- WORK TO COMPLETE:
Collect every line in the data below that contains the string "background". Only matches with the same capitalization count.

----- DATA -----

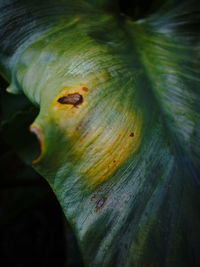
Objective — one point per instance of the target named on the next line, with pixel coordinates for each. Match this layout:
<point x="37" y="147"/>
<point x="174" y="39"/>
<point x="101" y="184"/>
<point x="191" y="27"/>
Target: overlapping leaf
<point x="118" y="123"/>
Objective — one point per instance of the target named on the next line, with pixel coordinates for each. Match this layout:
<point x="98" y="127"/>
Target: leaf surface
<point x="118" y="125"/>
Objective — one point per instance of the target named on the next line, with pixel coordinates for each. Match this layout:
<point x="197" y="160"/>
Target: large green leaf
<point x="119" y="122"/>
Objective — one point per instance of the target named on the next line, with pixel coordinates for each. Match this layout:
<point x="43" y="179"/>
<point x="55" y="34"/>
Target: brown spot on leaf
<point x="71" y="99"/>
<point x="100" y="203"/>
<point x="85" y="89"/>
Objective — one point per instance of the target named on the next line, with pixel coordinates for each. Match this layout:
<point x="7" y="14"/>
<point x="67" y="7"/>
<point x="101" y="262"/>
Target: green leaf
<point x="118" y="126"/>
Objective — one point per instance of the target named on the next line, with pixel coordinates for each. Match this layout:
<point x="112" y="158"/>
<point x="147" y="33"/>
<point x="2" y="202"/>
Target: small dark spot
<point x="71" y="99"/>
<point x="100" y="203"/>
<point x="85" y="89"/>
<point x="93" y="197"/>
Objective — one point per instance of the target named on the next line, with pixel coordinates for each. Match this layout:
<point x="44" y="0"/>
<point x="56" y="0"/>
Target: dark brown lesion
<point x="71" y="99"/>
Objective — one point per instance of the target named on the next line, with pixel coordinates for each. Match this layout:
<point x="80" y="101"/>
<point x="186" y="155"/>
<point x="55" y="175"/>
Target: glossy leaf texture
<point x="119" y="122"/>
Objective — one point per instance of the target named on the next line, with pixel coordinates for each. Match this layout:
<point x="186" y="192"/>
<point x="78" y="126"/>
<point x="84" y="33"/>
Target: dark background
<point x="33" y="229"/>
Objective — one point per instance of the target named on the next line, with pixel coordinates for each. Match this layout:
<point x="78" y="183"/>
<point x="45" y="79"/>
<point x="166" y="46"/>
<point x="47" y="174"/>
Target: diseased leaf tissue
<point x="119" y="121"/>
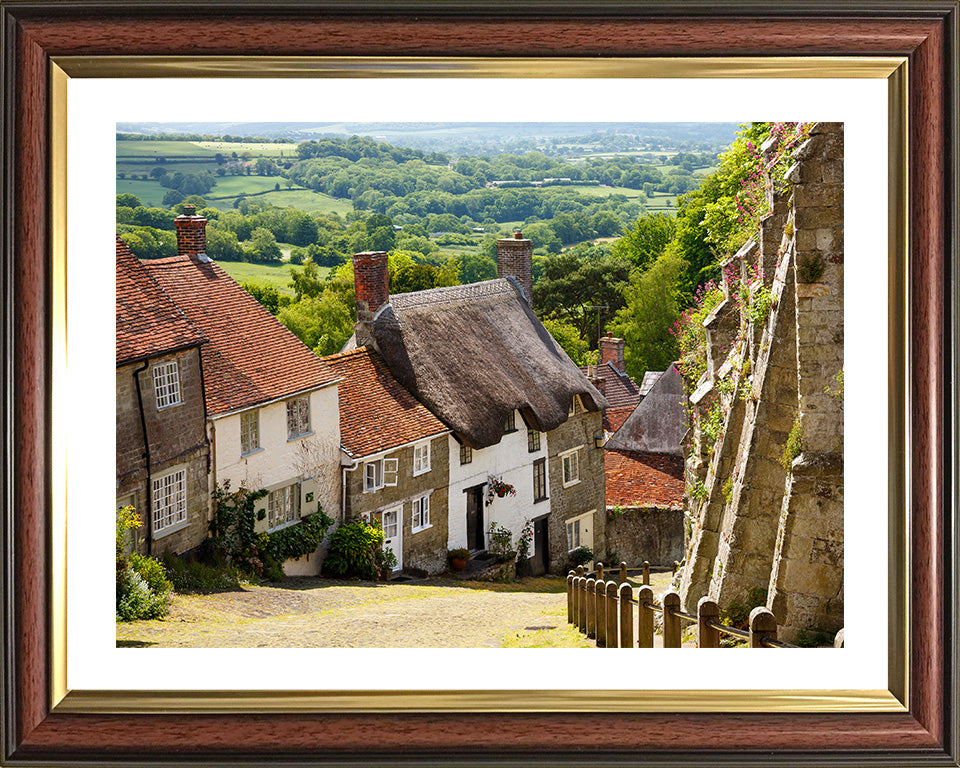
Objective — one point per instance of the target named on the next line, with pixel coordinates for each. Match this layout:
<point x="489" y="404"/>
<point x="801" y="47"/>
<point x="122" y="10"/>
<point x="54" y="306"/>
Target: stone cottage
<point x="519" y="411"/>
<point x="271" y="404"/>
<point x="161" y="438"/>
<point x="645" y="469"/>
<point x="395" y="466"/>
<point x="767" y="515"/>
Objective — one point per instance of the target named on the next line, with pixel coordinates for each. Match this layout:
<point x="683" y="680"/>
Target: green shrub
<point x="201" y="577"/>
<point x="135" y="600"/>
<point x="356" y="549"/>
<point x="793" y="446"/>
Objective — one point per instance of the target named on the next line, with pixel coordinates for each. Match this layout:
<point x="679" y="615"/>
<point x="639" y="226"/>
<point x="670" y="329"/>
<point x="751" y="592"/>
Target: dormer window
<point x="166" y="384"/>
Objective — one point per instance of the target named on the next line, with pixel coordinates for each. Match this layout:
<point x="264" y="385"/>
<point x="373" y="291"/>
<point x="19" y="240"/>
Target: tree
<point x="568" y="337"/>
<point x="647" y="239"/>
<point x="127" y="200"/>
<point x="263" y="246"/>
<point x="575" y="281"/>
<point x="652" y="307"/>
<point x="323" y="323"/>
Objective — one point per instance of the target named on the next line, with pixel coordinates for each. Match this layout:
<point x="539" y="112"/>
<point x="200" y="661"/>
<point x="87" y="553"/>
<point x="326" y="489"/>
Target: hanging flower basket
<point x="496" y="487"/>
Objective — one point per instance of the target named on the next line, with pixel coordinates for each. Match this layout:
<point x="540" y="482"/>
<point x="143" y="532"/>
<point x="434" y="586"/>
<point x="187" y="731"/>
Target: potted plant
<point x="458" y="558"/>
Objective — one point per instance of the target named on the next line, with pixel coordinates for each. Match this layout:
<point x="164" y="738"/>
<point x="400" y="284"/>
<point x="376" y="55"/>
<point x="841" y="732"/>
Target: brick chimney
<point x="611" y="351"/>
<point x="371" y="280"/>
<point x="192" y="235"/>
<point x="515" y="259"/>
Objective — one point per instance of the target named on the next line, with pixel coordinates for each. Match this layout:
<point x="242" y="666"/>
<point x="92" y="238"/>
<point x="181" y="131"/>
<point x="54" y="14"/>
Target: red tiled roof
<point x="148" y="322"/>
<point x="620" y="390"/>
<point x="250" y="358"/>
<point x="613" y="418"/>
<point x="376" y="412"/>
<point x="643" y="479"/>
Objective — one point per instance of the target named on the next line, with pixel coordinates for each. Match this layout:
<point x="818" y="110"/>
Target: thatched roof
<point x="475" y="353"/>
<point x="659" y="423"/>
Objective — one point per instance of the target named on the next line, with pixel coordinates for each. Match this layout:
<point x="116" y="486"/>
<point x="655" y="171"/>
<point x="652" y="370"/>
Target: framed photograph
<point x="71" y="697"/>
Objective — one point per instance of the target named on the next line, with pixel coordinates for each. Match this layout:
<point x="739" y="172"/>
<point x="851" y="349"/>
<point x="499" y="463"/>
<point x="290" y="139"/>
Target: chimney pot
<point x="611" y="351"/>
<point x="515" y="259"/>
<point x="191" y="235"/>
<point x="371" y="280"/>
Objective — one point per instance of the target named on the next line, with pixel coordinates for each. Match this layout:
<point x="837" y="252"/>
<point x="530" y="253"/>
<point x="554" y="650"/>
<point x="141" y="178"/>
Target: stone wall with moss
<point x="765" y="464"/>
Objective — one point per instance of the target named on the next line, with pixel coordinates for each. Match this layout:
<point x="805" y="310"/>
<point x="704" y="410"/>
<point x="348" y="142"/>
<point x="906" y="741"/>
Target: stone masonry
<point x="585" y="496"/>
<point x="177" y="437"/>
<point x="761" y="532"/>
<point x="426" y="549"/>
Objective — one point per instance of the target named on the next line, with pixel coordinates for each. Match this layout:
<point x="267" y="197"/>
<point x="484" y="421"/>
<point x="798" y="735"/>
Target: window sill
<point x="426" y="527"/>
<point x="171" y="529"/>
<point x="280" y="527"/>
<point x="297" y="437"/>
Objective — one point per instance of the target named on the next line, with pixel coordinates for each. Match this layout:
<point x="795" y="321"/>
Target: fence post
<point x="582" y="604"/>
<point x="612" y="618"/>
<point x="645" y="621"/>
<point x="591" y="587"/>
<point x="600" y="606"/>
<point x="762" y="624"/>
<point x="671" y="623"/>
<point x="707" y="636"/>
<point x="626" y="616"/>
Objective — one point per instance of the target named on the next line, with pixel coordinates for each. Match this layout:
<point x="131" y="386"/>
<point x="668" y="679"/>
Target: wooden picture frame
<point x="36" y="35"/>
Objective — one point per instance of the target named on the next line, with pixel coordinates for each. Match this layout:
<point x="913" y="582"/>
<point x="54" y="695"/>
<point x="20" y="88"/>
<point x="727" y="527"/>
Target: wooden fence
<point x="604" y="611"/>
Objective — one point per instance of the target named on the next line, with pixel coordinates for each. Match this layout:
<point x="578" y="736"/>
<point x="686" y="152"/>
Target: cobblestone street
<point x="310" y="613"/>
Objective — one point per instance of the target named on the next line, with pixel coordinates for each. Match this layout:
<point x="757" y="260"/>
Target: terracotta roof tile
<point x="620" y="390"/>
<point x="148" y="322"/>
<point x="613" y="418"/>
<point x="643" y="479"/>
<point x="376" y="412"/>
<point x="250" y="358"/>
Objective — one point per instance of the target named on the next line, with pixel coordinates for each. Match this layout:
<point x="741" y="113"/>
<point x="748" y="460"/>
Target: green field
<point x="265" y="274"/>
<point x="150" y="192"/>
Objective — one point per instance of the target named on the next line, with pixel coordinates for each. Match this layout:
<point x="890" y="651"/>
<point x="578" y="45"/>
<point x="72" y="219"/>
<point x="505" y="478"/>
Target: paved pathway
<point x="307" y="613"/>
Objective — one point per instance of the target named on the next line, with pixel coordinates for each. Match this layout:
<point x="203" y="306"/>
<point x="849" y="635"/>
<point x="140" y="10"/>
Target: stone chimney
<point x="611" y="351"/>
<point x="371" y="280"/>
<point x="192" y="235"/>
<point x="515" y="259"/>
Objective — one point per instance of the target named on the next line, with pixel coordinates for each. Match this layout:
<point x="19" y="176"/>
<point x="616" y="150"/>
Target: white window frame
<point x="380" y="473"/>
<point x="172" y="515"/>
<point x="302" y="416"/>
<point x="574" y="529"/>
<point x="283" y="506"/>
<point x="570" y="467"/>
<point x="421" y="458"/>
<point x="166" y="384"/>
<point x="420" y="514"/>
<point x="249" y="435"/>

-----
----- DATA -----

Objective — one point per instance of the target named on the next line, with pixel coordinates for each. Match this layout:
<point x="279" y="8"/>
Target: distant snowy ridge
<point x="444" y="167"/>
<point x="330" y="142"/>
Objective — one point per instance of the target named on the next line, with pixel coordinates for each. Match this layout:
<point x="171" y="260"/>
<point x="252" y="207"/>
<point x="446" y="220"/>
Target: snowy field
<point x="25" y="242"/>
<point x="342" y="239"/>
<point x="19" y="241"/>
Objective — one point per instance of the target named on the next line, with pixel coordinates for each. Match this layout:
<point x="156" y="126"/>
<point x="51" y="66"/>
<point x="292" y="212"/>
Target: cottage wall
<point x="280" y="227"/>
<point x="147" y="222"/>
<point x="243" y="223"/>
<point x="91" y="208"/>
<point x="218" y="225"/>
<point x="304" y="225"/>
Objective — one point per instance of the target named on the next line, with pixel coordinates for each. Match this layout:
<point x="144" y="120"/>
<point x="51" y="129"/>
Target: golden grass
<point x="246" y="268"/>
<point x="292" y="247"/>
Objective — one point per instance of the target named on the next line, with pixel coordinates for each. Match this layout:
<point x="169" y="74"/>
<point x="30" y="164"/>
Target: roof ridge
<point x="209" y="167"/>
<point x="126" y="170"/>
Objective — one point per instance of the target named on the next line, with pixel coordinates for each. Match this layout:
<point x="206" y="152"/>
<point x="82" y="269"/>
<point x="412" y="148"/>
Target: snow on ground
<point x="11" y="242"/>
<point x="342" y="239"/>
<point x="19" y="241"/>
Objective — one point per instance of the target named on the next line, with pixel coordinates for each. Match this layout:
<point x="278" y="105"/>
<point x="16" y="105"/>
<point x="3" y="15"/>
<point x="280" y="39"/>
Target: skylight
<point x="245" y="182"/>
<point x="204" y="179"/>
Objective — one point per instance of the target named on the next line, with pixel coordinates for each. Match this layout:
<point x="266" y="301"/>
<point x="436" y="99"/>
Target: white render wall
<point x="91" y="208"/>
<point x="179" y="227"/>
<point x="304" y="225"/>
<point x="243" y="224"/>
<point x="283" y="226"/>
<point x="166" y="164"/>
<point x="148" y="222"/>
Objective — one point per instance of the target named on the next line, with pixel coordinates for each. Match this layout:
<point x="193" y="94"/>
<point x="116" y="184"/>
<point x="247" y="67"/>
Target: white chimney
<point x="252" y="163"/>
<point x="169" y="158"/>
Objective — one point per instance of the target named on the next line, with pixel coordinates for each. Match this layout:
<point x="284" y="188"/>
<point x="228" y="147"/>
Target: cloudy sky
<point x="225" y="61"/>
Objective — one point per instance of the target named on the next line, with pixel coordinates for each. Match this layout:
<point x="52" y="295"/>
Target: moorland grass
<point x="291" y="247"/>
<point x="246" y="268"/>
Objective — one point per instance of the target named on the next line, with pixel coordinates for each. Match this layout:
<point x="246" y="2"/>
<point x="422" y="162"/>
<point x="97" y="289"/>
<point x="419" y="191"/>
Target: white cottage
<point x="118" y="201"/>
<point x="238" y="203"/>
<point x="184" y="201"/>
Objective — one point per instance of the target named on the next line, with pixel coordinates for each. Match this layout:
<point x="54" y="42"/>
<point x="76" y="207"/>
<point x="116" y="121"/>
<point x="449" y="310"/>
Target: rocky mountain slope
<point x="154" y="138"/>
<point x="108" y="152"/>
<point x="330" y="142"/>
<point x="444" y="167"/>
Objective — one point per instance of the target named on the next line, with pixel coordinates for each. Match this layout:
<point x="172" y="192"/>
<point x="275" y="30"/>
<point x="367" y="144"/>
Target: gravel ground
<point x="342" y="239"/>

-----
----- DATA -----

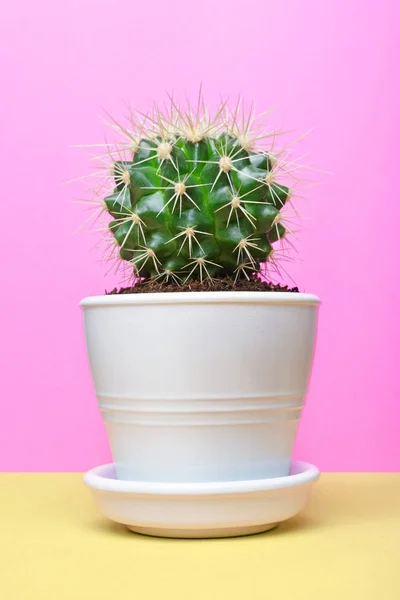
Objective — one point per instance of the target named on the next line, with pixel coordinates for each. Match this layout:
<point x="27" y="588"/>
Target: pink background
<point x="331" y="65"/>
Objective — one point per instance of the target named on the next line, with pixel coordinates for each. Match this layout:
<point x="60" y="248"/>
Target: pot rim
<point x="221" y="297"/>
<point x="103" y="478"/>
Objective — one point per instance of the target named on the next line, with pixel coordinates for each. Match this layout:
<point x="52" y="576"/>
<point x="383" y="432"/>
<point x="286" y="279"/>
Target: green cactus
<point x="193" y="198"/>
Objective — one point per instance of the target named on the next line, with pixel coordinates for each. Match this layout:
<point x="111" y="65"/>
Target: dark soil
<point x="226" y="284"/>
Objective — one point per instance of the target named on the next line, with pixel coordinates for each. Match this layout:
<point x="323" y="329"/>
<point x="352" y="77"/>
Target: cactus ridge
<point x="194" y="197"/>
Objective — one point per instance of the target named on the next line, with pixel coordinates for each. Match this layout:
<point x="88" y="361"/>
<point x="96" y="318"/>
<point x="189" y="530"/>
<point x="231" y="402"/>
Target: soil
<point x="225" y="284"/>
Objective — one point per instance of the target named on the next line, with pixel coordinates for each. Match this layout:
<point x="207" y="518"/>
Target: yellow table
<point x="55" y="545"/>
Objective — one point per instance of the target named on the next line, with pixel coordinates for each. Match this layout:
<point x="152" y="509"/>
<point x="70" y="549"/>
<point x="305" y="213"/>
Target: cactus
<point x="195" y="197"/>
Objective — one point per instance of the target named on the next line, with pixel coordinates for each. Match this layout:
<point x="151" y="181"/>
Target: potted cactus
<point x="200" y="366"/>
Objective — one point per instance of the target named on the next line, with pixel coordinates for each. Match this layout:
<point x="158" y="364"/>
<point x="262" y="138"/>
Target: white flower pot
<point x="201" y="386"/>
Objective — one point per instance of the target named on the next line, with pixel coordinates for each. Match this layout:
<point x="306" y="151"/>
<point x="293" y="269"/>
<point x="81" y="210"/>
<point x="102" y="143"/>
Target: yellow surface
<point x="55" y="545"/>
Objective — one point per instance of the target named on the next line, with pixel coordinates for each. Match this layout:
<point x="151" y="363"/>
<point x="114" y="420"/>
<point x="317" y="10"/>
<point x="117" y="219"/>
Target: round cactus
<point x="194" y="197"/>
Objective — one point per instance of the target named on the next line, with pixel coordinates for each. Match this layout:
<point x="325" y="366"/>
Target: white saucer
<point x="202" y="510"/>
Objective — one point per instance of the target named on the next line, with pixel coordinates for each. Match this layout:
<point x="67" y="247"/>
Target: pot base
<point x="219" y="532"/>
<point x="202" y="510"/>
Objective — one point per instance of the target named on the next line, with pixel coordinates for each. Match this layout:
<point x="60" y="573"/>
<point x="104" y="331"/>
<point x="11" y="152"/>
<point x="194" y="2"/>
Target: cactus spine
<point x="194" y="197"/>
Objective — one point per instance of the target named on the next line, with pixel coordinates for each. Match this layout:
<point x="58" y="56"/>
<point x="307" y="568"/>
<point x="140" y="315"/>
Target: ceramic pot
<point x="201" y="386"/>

-----

- CORRECT OUTPUT:
Target: dark background
Target: pink background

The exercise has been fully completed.